───── EXCERPTED PASSAGE

You are viewing a plain text version of this content. The canonical link for it is here.
Posted to user@nutch.apache.org by Günter Ladwig <la...@searchhaus.net> on 2013/11/20 12:07:38 UTC

UpdateDbJob increases fetchtime of unfetched pages

Hi all,

I’m currently using Nutch 2.2.1 and noticed what seems to a be a bug in the update step. Everytime I run a crawl (using a modified bin/crawl script), the fetchtime is updated even for pages that were not fetched during the current crawl. 

I found the related bug report NUTCH-1457 [1] through a previous post on this list [2].

For me this means that Nutch 2.2.1 is unusable. I want to run continuous crawls in order to keep a Solr index of a website up-to-date. This bug basically ensures that most pages will never be fetched again as their fetchtime is increased on each updatedb.

Is there a workaround? Does this problem appear in Nutch 1.7?

──────────
───── SOURCE EXCERPT

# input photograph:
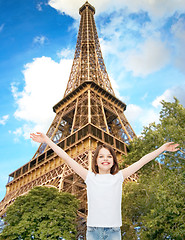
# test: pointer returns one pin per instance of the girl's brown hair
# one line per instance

──────────

**REQUIRED TASK 1:**
Please list every distinct Nutch version number and bug-report identifier named in the forum post.
**REQUIRED TASK 2:**
Using the forum post, mark each statement yes or no and quote the words that decide it: (a) The poster runs crawls with an unmodified bin/crawl script. (b) The poster learned of NUTCH-1457 through an earlier post on the list. (c) The poster wants continuous crawls to keep a Solr index of a website current.
**REQUIRED TASK 3:**
According to the forum post, what happens to the fetchtime every time the poster runs a crawl?

**PROBLEM SOLUTION 1:**
Nutch 2.2.1, NUTCH-1457, Nutch 1.7

**PROBLEM SOLUTION 2:**
(a) No: "using a modified bin/crawl script"
(b) Yes: "I found the related bug report NUTCH-1457 [1] through a previous post on this list [2]."
(c) Yes: "I want to run continuous crawls in order to keep a Solr index of a website up-to-date."

**PROBLEM SOLUTION 3:**
It is updated even for pages that were not fetched during the current crawl.